Go through the entries and copy every line that has the string "holding" in it.

/---

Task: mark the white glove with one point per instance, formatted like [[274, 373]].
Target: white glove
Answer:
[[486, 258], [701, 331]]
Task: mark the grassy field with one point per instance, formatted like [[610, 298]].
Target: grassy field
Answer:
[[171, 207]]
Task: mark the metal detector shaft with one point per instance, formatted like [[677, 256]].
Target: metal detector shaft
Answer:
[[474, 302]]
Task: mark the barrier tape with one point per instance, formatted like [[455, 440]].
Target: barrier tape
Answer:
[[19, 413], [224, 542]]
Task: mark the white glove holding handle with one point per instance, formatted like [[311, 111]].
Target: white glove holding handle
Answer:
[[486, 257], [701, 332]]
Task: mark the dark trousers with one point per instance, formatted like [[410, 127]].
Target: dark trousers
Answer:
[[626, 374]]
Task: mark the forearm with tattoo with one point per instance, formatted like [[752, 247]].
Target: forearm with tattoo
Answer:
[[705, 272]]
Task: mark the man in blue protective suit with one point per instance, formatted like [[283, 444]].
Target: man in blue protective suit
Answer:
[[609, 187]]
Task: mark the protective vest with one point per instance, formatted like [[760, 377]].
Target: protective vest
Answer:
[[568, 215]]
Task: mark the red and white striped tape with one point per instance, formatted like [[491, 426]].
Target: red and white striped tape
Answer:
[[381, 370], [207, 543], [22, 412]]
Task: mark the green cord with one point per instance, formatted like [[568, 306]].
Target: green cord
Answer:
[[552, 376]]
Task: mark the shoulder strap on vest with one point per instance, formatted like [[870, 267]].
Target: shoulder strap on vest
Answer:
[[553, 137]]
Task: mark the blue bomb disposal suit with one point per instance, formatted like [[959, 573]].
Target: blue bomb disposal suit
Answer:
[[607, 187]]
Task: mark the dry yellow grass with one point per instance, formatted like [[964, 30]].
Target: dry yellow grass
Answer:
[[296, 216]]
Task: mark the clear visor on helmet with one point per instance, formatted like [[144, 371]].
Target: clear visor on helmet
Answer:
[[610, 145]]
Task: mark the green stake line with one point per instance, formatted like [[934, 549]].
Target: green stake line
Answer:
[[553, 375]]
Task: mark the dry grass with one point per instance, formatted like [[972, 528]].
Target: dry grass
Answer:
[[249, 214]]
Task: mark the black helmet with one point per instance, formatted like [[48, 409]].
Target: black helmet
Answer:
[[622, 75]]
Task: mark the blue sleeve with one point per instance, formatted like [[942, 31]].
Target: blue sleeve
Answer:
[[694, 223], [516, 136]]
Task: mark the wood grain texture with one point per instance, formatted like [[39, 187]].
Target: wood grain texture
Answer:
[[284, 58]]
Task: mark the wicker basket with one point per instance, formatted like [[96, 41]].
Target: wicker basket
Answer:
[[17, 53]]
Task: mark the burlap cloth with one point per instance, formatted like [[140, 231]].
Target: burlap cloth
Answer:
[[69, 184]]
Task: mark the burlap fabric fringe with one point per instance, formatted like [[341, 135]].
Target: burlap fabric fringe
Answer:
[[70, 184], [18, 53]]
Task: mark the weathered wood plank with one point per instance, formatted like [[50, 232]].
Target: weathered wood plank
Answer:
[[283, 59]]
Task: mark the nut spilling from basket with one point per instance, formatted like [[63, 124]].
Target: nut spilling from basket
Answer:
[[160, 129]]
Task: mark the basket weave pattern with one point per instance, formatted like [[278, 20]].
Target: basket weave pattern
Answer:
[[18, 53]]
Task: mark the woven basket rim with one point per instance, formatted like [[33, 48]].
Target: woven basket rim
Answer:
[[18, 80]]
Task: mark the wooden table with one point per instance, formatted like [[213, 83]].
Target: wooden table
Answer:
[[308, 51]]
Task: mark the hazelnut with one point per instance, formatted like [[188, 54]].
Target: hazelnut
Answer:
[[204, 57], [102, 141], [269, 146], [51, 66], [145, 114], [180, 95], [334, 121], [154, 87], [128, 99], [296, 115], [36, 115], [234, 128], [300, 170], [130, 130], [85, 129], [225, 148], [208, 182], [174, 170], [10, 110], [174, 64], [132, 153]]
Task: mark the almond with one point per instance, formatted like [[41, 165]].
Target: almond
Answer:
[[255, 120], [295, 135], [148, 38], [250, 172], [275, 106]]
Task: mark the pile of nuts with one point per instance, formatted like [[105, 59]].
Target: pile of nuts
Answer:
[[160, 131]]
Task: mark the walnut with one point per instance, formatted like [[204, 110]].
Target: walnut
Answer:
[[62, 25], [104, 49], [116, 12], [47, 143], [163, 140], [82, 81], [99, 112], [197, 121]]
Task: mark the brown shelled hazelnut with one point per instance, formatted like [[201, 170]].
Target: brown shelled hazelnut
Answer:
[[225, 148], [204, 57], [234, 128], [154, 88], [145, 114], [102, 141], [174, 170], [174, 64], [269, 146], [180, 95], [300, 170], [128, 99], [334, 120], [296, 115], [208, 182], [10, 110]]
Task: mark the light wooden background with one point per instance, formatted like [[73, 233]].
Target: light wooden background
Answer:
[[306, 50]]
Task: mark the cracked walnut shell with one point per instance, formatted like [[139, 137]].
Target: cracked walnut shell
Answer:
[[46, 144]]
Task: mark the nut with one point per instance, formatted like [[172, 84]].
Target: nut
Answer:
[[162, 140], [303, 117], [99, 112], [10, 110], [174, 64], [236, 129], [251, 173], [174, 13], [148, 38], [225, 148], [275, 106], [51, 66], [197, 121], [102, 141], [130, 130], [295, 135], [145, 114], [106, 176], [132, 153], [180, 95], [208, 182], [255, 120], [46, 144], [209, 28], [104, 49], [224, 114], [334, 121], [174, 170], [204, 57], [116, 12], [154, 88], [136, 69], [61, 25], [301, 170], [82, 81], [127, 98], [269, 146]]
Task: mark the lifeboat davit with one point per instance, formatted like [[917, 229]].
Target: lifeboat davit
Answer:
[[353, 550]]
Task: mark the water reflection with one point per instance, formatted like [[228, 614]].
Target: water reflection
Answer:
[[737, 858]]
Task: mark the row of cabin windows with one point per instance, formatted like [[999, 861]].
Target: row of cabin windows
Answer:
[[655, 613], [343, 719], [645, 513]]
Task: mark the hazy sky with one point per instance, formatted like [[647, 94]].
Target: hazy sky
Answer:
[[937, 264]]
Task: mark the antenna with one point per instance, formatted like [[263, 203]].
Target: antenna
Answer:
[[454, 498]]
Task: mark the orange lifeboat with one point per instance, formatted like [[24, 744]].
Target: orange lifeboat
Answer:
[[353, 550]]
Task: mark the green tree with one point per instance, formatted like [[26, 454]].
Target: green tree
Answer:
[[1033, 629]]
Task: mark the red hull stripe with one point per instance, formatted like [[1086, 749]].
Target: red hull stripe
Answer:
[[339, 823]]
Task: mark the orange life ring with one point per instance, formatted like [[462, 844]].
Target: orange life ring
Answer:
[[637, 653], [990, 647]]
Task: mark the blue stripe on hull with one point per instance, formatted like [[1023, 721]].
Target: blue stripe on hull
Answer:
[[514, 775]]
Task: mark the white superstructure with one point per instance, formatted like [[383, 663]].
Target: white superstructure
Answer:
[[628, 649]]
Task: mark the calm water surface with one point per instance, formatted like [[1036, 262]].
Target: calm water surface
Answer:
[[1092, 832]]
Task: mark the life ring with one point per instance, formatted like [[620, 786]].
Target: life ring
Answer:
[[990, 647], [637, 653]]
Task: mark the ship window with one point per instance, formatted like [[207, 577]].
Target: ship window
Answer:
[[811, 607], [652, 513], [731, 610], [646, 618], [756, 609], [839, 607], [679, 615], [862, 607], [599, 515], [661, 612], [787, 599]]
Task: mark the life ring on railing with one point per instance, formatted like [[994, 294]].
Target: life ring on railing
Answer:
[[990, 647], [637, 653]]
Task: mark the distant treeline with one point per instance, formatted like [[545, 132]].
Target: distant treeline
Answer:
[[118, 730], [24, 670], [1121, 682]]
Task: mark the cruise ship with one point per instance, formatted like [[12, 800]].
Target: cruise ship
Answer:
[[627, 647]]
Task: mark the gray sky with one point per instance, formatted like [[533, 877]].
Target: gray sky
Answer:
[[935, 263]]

\---

> [Written response]:
Task: mark the white glove holding handle with one point per instance, formatted like [[311, 111]].
Target: white glove holding handle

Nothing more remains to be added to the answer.